_Quoted passage:_
— start —

BRIEF DESCRIPTION OF THE DRAWINGS
[0128] FIG. 1 is a view showing a relation between a voltage
applied to the liquid crystal and a transmittance of the liquid
crystal with respect to the conventional liquid crystal display
device and the liquid crystal display device of the present
invention;
[0129] FIG. 2 is a view showing a relation between a voltage
applied in the current field and a transmittance after the lapse of
one field period;
[0130] FIG. 3 is a block diagram for explaining a correction for
the image signal according to the present invention;
[0131] FIG. 4 is a block diagram showing a liquid crystal display
device according to the present invention;
[0132] FIG. 5 is a view showing an example of a signal conversion
table in the liquid crystal display device according to the present
invention;
[0133] FIG. 6 is a view showing an example of a signal conversion
table in the liquid crystal display device according to the present
invention;
[0134] FIG. 7 is a view for explaining a calculation of an output
data with a linear interpolation;
[0135] FIG. 8 is a view showing an example of a signal conversion
interpolation table in the liquid crystal display device;
[0136] FIG. 9 is a side surface sectional view showing a liquid
crystal display device according to the present invention;
[0137] FIG. 10 is a view showing a lighting timing of a backlight
in the liquid crystal display device according to the present
invention;
[0138] FIG. 11 is a view showing a relation between the
transmittance of the liquid crystal and the lighting timing of the
backlight in the liquid crystal display device according to the
present invention;
[0139] FIG. 12 is a view showing a lighting timing of the backlight
in the liquid crystal display device according to the present
invention;
[0140] FIG. 13 is a view showing a lighting timing of the backlight
in the liquid crystal display device according to the present
invention;
[0141] FIG. 14 is a side surface sectional view showing a liquid
crystal display device according to the present invention;
[0142] FIG. 15 is a block diagram showing a liquid crystal display
device according to the present invention;
[0143] FIG. 16 is a view showing a relation between the application
of an erasure signal and an transmittance of the liquid crystal in
the liquid crystal display device according to the present
invention;
[0144] FIG. 17 is a view showing a change in the transmittance of
the liquid crystal in the case where the normal voltage is applied
after writing the erasure signal and in the case where the
corrected voltage is applied;
[0145] FIG. 18 is a view showing a relation between the applied
voltage and the change in the light transmittance of the liquid
crystal;
[0146] FIG. 19 is a view showing an example of a signal conversion
table in the liquid crystal display device according to the present
invention;
[0147] FIG. 20 is a diagram for explaining the deterioration of the
display quality in the moving picture display;
[0148] FIG. 21 is a view for explaining a relation between the
voltage application and the response of the liquid crystal;
[0149] FIG. 22 is a view for explaining a difference between the
light emission of TFT-type liquid crystal display device and the
light emission of CRT;
[0150] FIG. 23 is a schematic view showing a structure of a
conventional liquid crystal display device; and
[0151] FIG. 24 is a timing chart showing a relation between an
transmittance of the liquid crystal and the lighting timing of the
backlight.

— end —

_Records provided:_
— start —

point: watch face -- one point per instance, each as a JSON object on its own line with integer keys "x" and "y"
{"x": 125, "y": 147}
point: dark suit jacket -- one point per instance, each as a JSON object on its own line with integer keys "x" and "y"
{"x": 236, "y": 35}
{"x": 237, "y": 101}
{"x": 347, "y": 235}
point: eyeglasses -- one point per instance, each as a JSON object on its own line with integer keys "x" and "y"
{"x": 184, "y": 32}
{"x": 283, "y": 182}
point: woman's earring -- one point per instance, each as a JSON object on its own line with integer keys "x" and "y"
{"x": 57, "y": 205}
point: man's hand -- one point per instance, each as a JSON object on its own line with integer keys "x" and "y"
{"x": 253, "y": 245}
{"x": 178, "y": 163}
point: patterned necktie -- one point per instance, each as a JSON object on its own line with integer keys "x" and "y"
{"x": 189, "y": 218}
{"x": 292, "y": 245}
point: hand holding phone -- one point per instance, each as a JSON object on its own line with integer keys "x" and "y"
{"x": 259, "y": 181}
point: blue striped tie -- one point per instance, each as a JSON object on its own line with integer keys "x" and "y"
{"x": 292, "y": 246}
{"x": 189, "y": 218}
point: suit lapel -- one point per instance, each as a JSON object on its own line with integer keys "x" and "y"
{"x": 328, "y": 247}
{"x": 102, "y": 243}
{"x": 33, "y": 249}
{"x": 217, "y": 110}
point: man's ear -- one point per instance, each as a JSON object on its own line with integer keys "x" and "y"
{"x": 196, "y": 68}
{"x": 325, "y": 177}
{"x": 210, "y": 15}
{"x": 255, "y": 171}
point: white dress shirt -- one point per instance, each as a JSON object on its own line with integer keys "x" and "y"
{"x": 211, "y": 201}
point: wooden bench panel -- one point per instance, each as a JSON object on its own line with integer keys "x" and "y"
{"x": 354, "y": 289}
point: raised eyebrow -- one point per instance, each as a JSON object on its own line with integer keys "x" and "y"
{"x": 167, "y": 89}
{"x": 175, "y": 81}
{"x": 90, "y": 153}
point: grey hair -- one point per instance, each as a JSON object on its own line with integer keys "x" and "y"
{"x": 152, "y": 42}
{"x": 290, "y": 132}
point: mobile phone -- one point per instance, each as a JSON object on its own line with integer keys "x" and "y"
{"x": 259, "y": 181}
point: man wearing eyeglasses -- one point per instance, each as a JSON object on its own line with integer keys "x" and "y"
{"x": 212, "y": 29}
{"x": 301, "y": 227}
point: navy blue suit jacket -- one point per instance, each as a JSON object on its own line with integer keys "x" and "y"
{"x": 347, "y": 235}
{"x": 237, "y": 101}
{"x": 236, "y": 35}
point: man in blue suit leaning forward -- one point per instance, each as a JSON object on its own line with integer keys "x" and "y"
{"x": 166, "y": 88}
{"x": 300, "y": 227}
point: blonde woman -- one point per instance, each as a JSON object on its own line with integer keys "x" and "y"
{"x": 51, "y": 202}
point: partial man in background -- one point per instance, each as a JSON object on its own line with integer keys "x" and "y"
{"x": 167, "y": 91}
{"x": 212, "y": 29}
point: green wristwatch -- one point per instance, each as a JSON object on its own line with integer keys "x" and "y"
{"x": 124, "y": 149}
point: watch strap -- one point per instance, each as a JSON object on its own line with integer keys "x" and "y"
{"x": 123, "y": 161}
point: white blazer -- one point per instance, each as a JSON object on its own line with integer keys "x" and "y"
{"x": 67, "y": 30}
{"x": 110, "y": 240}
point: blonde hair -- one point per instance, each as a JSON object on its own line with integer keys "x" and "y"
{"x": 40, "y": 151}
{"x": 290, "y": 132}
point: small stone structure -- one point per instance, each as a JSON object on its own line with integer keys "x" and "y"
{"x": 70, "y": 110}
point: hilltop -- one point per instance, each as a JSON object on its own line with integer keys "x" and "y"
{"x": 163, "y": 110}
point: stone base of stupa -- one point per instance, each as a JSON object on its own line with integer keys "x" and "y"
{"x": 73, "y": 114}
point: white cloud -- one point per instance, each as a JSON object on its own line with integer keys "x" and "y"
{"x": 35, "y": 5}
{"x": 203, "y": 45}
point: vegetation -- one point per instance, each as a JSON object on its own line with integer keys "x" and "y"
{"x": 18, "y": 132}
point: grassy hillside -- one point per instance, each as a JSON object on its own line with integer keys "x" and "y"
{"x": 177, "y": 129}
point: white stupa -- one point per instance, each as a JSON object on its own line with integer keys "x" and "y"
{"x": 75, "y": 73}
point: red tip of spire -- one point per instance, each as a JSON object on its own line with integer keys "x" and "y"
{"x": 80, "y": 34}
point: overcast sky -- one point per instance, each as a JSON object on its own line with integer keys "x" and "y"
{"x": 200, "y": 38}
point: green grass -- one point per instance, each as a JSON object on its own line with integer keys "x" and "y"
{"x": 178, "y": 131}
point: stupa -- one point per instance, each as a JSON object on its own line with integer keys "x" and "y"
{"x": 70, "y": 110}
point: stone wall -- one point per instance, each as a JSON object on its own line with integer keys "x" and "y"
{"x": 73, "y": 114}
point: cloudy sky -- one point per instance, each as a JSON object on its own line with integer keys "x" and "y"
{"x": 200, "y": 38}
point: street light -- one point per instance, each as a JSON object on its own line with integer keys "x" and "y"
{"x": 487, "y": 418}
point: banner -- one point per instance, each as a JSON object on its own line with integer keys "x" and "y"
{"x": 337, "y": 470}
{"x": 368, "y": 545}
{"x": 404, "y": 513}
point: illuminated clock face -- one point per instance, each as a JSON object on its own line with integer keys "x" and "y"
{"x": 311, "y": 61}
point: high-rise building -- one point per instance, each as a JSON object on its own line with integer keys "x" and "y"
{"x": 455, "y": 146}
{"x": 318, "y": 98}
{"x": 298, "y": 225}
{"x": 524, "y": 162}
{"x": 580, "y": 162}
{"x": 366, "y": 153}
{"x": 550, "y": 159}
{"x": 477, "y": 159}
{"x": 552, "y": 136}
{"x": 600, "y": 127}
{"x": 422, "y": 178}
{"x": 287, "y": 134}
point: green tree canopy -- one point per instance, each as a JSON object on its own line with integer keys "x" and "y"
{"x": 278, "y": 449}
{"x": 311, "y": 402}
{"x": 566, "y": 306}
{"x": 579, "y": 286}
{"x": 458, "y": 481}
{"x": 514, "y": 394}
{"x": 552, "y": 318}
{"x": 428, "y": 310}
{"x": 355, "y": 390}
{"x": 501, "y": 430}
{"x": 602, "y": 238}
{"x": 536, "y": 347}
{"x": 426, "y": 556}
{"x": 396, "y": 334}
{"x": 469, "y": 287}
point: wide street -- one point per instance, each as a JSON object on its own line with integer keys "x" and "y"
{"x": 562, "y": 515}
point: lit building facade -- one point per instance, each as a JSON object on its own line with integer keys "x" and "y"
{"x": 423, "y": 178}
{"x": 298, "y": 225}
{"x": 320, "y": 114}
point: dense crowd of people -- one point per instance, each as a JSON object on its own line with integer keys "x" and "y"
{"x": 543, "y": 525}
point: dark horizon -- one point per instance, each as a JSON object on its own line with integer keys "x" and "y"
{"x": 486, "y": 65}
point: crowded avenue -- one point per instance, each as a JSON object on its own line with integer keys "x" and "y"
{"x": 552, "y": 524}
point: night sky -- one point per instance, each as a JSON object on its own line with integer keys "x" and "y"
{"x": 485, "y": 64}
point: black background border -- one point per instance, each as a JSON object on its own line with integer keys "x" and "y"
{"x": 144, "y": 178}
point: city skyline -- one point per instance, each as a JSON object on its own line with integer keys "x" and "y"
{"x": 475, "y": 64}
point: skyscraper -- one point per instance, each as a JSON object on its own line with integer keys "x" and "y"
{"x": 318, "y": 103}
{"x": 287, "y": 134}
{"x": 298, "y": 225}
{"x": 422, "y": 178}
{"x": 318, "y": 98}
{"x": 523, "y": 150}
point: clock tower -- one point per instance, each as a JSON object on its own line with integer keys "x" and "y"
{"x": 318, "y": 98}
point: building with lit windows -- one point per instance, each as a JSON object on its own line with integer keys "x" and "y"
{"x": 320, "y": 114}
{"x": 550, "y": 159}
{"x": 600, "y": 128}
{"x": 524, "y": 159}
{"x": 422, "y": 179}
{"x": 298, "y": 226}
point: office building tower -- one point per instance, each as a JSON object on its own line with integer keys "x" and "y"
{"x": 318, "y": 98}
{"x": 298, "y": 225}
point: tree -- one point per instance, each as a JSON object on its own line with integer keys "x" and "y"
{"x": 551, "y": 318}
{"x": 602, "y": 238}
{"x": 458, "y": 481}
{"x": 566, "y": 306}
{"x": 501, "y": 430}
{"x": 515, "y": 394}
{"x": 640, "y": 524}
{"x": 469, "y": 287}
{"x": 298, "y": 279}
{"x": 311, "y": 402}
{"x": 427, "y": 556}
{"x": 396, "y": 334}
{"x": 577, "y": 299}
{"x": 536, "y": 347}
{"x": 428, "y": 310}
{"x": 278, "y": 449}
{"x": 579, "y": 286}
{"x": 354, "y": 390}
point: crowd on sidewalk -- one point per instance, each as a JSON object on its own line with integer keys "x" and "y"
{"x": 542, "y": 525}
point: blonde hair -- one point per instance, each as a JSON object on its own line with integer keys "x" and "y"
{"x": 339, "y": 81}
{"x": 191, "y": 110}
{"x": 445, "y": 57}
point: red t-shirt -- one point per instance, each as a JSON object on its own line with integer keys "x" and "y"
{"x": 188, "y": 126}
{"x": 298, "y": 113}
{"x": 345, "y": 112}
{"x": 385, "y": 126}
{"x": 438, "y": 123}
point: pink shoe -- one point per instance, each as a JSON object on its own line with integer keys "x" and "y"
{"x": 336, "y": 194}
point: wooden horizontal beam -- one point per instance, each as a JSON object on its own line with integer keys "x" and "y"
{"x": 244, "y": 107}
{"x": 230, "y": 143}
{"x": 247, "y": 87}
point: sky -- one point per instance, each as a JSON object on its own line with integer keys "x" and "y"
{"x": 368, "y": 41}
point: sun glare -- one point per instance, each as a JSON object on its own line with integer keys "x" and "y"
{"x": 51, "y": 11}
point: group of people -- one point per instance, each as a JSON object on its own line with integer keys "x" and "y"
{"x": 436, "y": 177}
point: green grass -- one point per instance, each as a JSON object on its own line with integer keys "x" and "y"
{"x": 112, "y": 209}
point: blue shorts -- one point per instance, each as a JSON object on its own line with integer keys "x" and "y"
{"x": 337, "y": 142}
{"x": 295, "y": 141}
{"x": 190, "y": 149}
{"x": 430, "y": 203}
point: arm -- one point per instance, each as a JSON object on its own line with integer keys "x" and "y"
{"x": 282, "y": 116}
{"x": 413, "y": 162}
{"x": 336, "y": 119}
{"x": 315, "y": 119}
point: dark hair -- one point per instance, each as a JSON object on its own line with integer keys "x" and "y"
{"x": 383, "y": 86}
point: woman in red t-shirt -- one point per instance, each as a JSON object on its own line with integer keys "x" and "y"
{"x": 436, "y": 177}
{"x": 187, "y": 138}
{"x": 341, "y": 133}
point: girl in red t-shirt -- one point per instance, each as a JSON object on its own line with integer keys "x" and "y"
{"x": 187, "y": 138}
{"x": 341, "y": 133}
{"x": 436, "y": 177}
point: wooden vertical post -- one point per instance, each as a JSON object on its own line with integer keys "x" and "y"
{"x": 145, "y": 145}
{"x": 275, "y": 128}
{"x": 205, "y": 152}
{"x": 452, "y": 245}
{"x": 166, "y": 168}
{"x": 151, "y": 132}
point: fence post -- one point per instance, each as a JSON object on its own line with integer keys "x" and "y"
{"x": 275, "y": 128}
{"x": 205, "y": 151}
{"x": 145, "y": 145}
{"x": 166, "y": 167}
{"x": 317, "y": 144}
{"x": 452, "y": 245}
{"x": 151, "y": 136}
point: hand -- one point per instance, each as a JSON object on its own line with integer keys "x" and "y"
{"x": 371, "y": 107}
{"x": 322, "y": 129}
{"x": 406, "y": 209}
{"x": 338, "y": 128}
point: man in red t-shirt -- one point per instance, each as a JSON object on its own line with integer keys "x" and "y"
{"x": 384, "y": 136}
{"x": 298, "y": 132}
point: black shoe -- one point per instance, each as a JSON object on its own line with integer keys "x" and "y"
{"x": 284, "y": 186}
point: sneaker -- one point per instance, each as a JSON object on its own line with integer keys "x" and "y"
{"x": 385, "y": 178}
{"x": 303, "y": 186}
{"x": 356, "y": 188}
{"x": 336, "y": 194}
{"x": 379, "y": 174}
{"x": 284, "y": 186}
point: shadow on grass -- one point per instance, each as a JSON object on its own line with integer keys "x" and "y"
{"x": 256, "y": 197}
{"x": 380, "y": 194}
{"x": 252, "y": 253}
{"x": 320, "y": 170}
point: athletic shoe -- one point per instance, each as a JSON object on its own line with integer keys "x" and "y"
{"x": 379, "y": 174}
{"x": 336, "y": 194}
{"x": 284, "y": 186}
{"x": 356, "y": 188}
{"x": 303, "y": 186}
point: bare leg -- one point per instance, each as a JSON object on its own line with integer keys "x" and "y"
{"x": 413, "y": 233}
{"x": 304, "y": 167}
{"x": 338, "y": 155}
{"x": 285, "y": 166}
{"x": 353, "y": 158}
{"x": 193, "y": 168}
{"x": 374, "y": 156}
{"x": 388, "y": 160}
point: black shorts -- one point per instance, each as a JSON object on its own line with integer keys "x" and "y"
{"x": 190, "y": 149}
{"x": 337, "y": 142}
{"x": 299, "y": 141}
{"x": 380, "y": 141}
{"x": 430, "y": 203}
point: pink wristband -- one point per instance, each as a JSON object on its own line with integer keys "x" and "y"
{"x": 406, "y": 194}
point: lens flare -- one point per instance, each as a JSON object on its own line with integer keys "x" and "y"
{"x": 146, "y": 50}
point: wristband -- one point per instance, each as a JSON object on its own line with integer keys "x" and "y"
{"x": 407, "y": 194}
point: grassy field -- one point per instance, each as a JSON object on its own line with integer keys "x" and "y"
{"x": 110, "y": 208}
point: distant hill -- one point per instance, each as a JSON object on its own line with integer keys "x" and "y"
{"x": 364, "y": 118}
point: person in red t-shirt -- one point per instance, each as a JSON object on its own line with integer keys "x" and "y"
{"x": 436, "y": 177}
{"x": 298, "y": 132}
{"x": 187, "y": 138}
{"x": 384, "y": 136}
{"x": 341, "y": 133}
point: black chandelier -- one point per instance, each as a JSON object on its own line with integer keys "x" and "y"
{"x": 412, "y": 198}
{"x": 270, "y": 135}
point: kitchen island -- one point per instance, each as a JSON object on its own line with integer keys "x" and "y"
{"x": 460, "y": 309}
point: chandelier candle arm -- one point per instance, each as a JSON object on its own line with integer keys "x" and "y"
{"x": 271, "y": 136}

— end —

_Requirements:_
1. Which figures do the drawing descriptions call block diagrams?
2. Pick up the drawing descriptions at the point where the text stops and keep writing.
The items come from a different source than the drawing descriptions.

_Results by task:_
1. FIG. 3, FIG. 4 and FIG. 15.

2.
DETAILED DESCRIPTION OF THE INVENTION EMBODIMENT 1
[0152] As has been already described, in the case where for
example, a desired light transmittance is 55% in the conventional
liquid crystal display device, namely in the case where the an
image signal is input which designates a display having a light
transmittance of 55%, a voltage V.sub.55 is applied to the liquid
crystal, the voltage providing a light transmittance of 55% in the
state in which a definite time passes away, and a response of the
liquid crystal is almost completed. As a consequence, as shown by a
thin line S.sub.0 in FIG. 1, the transmittance of the liquid
crystal does not reach 55% in one frame which causes deterioration
in the image quality of the moving picture display.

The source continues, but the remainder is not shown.